Aspettando la fine del mondo

Così l’autrice introduce l’opera, finalista come inedito nel Premio Franco Fortini 2011: “Un viaggio in Africa lascia un segno infinito. L’Africa è le radici, l’origine, la patria di tutti gli umani. Goa, India, spazio dell’edonismo, dello sballo e della musica trance, di una comunione mistica, tribale e underground. […] E quando l’inferno di paesi ancora straziati dalla guerra e dalla povertà incontra l’inferno di un’anima ammalata, ferita, si sprigiona questa umile luce, una prostrata poesia di bagliori, oscuri raggi e lampi”.

Aspettando la fine del mondo si muove in una dimensione di interrogazione estrema, in attesa di qualcosa di irreparabile che stia per abbattersi, in un clima escatologico e millenaristico che non esclude il riferimento alla profezia Maya. Dato che il libro è stato scritto nel 2011, costituisce il meditato tragitto di questa attesa. Il poeta, in effetti, si è preparato alla fine del mondo, al collasso e alla conflagrazione dell’universo. Denunciando le guerre dimenticate che ancora insanguinano l’Africa, celebrando i trionfi della sua natura selvaggia, nostra immensa generatrice e madre dell’umanità, e frequentando feste sfrenate in cui ha amato perdere se stesso in uno dei luoghi più belli dell’India e della Terra, a Goa, in sofferto equilibrio, o disquilibrio, tra nichilismo, impegno civile, ebbrezza, oblio.

Scrive Erminia Passannanti nella postfazione: “In Aspettando la fine del mondo, scandito in due poemi (Poema 1. Africa e altro. Sequenza instabile e numerata; Poema 2. Sciamani. Goa. Cammino nel nulla e sono raggiante e vivo),  l’autrice, dunque, non si fa profetessa di un altro Olocausto per tradurre in scrittura una retorica del disastro, come accadeva nella poesia confessionale americana degli anni ’50 e ’60, ma denuncia senza mezzi termini, prima di tutto sul piano storico, un eccidio incessante e sistematico ai danni di due dei più misteriosi, magici, poveri continenti del pianeta.

La fine del mondo, antropologicamente sempre temuta ed imminente, dunque, è non solo un orizzonte simbolicamente incombente, portatore del seme del ricatto del potere, che genera paura del domani, ma, per assurdo, diventa una strategia di denuncia, sorveglianza e immaginazione”.

■ ■ ■

**Consegna:** Secondo il brano di lettura, in quale premio l'opera "Aspettando la fine del mondo" è risultata finalista come inedito? Per svolgere l'esercizio i dati non sono necessari.

■ ■ ■

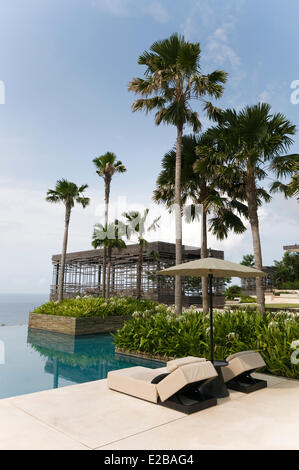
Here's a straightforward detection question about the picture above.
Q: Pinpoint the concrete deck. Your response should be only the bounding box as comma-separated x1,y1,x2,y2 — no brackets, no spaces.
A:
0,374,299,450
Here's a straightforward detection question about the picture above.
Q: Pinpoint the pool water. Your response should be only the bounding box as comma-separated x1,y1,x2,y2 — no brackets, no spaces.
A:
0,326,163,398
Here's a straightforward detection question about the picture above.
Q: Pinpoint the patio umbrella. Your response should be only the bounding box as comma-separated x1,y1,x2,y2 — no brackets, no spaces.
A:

■ ■ ■

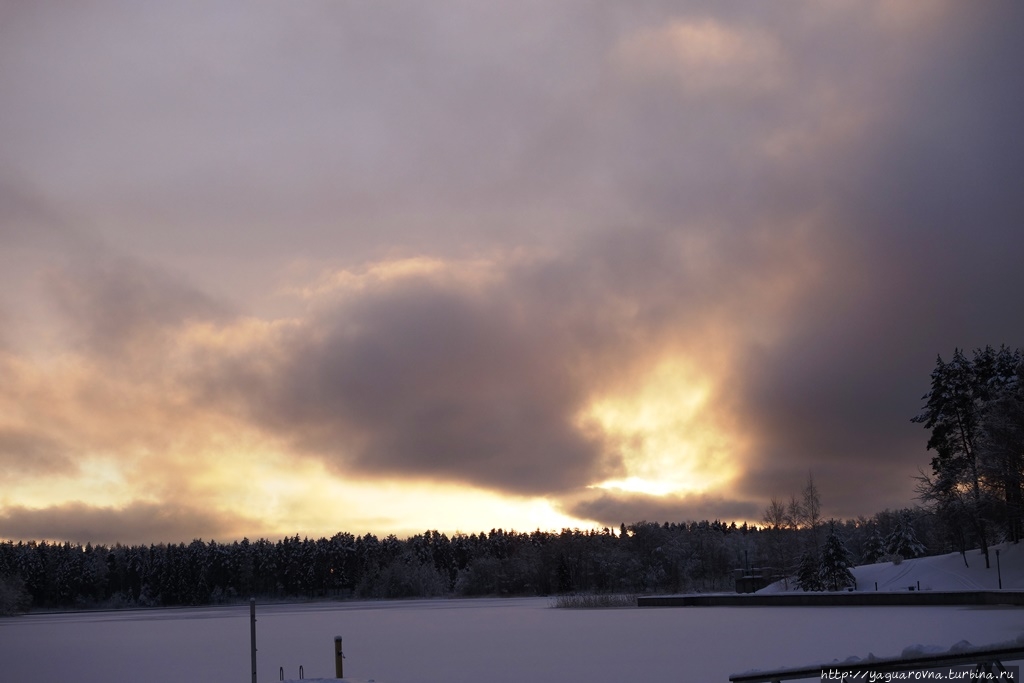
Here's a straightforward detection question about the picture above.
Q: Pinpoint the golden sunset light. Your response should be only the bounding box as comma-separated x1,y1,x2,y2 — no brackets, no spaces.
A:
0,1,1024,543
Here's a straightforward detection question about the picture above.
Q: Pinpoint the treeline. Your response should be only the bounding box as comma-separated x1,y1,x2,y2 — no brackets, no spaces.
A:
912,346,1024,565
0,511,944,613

■ ■ ■

**Soluzione:** Nel Premio Franco Fortini 2011.